__Problem to work on__
Return all of the data exactly, with nothing left out but the pictures.

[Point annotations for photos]
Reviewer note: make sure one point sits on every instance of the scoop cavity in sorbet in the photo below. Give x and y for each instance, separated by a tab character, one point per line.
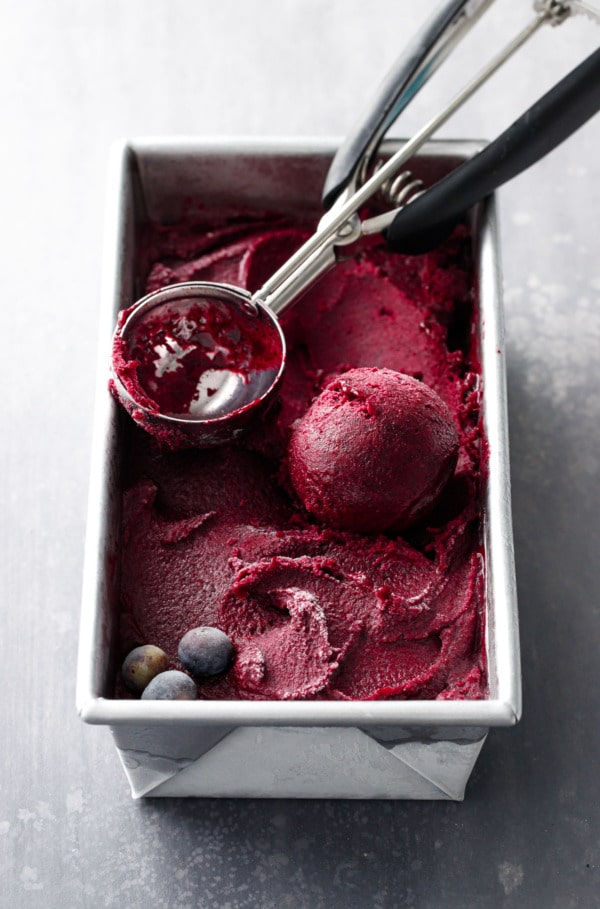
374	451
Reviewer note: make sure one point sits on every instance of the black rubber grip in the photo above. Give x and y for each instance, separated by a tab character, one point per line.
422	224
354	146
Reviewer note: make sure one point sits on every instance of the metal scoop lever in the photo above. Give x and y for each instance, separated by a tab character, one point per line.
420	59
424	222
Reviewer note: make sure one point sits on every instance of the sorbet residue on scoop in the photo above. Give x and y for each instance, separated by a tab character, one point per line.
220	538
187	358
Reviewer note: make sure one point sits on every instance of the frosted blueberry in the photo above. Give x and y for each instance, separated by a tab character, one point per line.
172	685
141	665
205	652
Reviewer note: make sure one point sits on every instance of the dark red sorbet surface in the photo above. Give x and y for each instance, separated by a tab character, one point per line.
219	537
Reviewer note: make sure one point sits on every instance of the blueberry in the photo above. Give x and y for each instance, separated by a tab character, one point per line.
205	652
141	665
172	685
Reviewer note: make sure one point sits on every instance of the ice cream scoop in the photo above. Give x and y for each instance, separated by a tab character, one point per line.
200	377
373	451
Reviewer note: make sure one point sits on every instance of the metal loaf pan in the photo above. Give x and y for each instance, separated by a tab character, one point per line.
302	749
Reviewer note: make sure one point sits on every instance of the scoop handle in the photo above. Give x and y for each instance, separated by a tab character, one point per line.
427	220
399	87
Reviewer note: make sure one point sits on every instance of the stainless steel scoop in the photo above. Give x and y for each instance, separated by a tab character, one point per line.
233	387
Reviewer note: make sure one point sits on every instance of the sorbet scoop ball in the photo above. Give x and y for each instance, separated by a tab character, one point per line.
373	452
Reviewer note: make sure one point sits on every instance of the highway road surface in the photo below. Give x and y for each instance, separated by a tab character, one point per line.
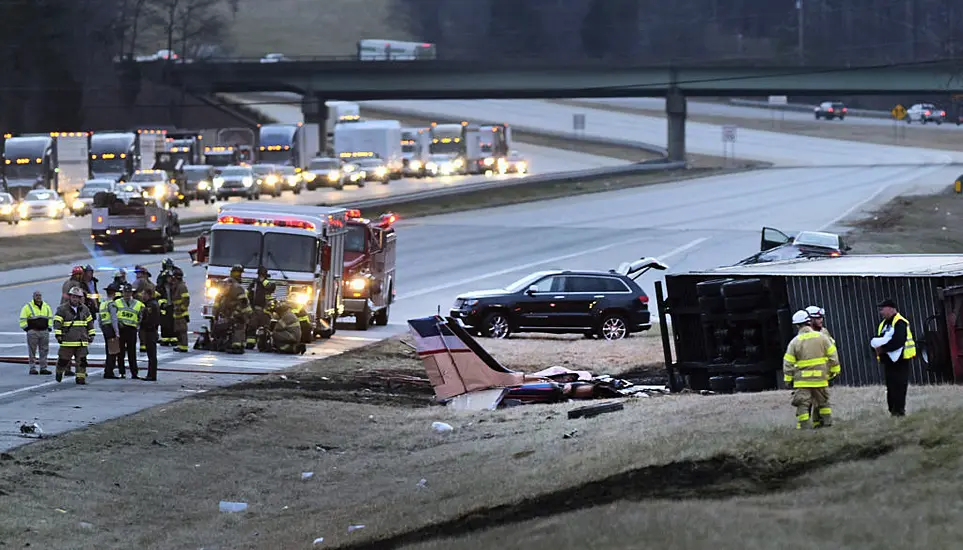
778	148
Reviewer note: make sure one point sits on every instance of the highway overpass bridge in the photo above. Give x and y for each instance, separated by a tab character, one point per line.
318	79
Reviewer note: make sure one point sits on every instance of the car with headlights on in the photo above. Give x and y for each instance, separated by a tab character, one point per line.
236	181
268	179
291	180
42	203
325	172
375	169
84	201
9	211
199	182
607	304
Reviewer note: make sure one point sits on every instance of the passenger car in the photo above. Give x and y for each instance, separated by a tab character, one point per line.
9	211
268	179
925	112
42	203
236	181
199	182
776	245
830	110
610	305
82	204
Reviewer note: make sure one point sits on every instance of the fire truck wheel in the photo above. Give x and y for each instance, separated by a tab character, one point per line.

__Worked answer__
Reviewer note: make sure one point sits on every instance of the scoop cavity in sorbet in the photo below. Give x and y for each instance, separated by a tab character, one point per line.
374	451
Reviewer note: make sure one point sits on every instance of the black rubber grip in the photo above. Give x and y for each instance, separated by a tab character, one point per line.
422	224
354	146
Reviewer note: make sure one point sits on every instance of the metal scoop lever in the photo above. Give x and y for each instance, separated by a tab character, one point per line.
420	59
424	222
Reviewer note: make sure one point sits on every instance of the sorbet residue on scoop in the photo above. Give x and y for each instance, separated by a tab character, one point per line.
220	538
187	358
Reviewer note: make sure one point sits on every instance of the frosted blueberry in the photo above. Give x and y for each instance, separated by a tab character, one point per line.
172	685
141	665
205	652
Reviewer note: make sure one point sits on every instance of the dark red sorbet surface in the photo above. Give x and y for each instance, separated by a tab character, one point per line.
219	537
Reviewer note: make sure one point sits on every instance of the blueberry in the photo above. Give x and y for each instance, separated by a tab character, one point per line.
205	652
141	665
172	685
Reviewer note: make sure one point sits on every instance of the ice cream scoop in the photo above. Give x and y for each instance, separated by a tab character, one point per line.
200	377
373	451
Reviewer note: make sure one point sits on every instance of the metal loaf pan in the photo above. Give x and y for each instance, separated by a tab character, one point per line.
302	749
Reviewer note: make sure one point sits on every instance of the scoop handle in the photo above. Give x and y for each instance, separated by a tab character, one point per line.
427	220
399	87
Reviewer note: make sure one point sits on every instance of the stainless steel scoop in the photo above. Give x and y for each instance, separated by a tab character, one point per line.
233	387
Reviewer note: make sure one point sits on every instance of the sorbet scoop ball in the photo above. Give x and y for each instance, separated by a tab character, one point per line.
373	452
Reviewer note: make sure one point sits on every instance of the highway road surface in the photo below. Give x and y for each instance, separated by a tab character, one point per line.
778	148
Reviewer note: make sure one point sits on every instance of the highway overpass bridge in the photo above. Give x and y for each instance, separated by a tab character, one point per line.
318	79
Reviewer note: make sure one point sits on every instance of the car with headlights on in the photo above. Give x and y for each instance, separated by a tab character, one point per line.
236	181
268	179
291	180
42	203
325	172
375	169
84	201
9	211
199	182
607	304
Reviewer note: make sure one point sits on every instance of the passenger car in the photo above. Give x and y for each instance, separated by a tab character, one point per line.
9	211
268	179
925	112
42	203
236	181
199	182
776	245
830	110
610	305
82	204
Reviewer note: make sure one point sits on every instance of the fire truck wheel in the photo above. Give x and y for each instance, separated by a tab character, one point per line.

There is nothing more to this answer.